*TEXT PROVIDED*.
┌──

A Boot’s a Boot by Lesle Lewis
Cleveland State University Poetry Center, 2014; 70 pp
Reviewed by Laurie Saurborn Young

 

In Ways of Seeing, essayist John Berger addresses the relationship between intimacy and distance in large-scale oil portraits. In paintings such as Holbein’s “The Ambassadors,” subjects are rendered in exquisite detail as they confidently fill the mid-ground; yet their impassive gazes create a remote aura impossible to traverse. In a similar fashion, the reader of Lesle Lewis’s fourth book of poems, A Boot’s a Boot, immediately gains intimate knowledge of the speaker’s psychology via her quickly shifting perceptions and cognitions. But as the speaker—the thinker of the thoughts—is always one step ahead, it is never possible to predict with conviction where next her awareness will land. Built of fragments and sentences, often in long lines, the poems hover in swaths of white space—representational perhaps of the space between cell bodies, between synapses, between breaths.

└──

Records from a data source
┌──

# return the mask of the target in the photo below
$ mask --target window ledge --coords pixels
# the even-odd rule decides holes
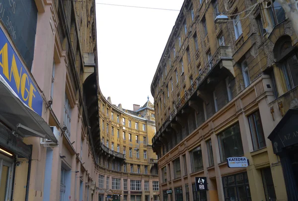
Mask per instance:
[[[257,149],[256,150],[251,152],[250,154],[251,155],[251,156],[253,156],[258,154],[260,154],[264,152],[266,152],[267,151],[267,147],[265,147],[261,149]]]

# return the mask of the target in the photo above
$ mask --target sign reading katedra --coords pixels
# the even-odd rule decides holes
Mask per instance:
[[[246,168],[248,166],[246,157],[230,157],[226,159],[229,168]]]

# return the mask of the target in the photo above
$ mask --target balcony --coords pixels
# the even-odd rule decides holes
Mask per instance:
[[[196,96],[197,92],[210,88],[213,85],[214,85],[214,83],[223,79],[224,76],[226,76],[227,75],[235,77],[232,56],[230,47],[220,46],[219,48],[184,96],[176,104],[176,107],[165,120],[159,130],[154,135],[152,140],[153,147],[154,143],[159,137],[162,137],[161,133],[163,133],[173,120],[177,120],[177,118],[175,118],[177,114],[186,105],[191,97]]]
[[[110,155],[110,156],[117,157],[123,160],[125,160],[125,159],[126,158],[125,155],[110,149],[106,146],[103,144],[102,142],[100,142],[100,146],[101,147],[102,150],[104,151],[106,153]]]

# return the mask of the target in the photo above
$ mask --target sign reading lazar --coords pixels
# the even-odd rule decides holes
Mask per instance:
[[[230,157],[227,159],[229,168],[246,168],[248,166],[246,157]]]
[[[24,103],[41,116],[42,98],[30,78],[30,73],[21,62],[1,28],[0,77]]]

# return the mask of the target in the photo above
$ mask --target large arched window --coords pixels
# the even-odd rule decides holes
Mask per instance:
[[[284,36],[276,42],[273,49],[276,61],[282,68],[288,91],[298,86],[298,57],[291,37]]]

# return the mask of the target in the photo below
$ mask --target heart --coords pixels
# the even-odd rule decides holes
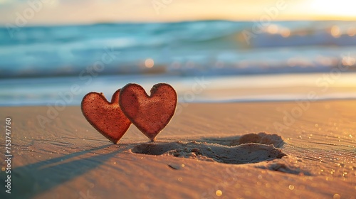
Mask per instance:
[[[89,92],[83,98],[81,109],[85,119],[100,134],[116,144],[125,134],[131,122],[119,106],[120,89],[108,102],[103,93]]]
[[[148,96],[140,85],[128,84],[120,92],[119,104],[130,121],[153,141],[173,117],[177,100],[177,92],[169,85],[154,85]]]

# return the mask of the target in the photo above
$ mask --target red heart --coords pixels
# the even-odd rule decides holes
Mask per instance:
[[[119,104],[131,122],[154,141],[173,117],[177,100],[177,92],[169,85],[154,85],[148,96],[140,85],[128,84],[120,92]]]
[[[120,89],[109,102],[103,93],[89,92],[83,98],[81,104],[88,122],[114,144],[119,141],[131,124],[120,108],[119,93]]]

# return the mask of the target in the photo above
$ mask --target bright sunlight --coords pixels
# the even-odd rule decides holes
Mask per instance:
[[[356,18],[356,1],[354,0],[313,0],[310,6],[315,14]]]

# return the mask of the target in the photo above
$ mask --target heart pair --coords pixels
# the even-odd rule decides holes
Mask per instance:
[[[85,119],[103,136],[116,144],[134,124],[154,141],[169,122],[177,107],[177,92],[168,84],[157,84],[147,95],[139,85],[117,90],[109,102],[103,93],[90,92],[82,100]]]

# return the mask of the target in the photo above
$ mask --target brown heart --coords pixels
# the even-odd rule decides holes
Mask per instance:
[[[139,85],[128,84],[120,92],[125,115],[151,141],[169,122],[177,107],[177,92],[169,85],[157,84],[148,96]]]
[[[83,114],[88,122],[114,144],[119,141],[131,124],[120,108],[119,94],[120,89],[109,102],[103,93],[90,92],[84,96],[81,104]]]

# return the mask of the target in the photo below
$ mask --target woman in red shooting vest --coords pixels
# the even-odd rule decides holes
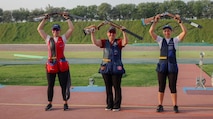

└──

*ACTIVITY LIST*.
1. In the review of A Boot's a Boot, which of Lesle Lewis's books of poems is this one said to be?
2. Could you carry on the review of A Boot's a Boot from the point where it stops?
The items are separate material from the review.

*ANSWERS FOR THE TASKS*.
1. It is her fourth book of poems.

2.
From the start, the poems allow for the unexpected by combining a frequent refusal to name, a tendency towards exhaustive and elliptical self-examination, and the sudden appearance of striking imagery. Repetition, sonic echoes, and parallel syntax connect leaps that might otherwise feel disparate. While such jumps are often interpreted as associative, the poems here read in a way suggesting a path carved not by impulsivity but by synaptic inevitability. “All Forms Will Change” ends with the line: “I licked your medicine off the floor.” A strange image, rich with vulnerability, is made all the more unsettling as any grounding specifics—the why, when, where and who—are purposefully left unstated.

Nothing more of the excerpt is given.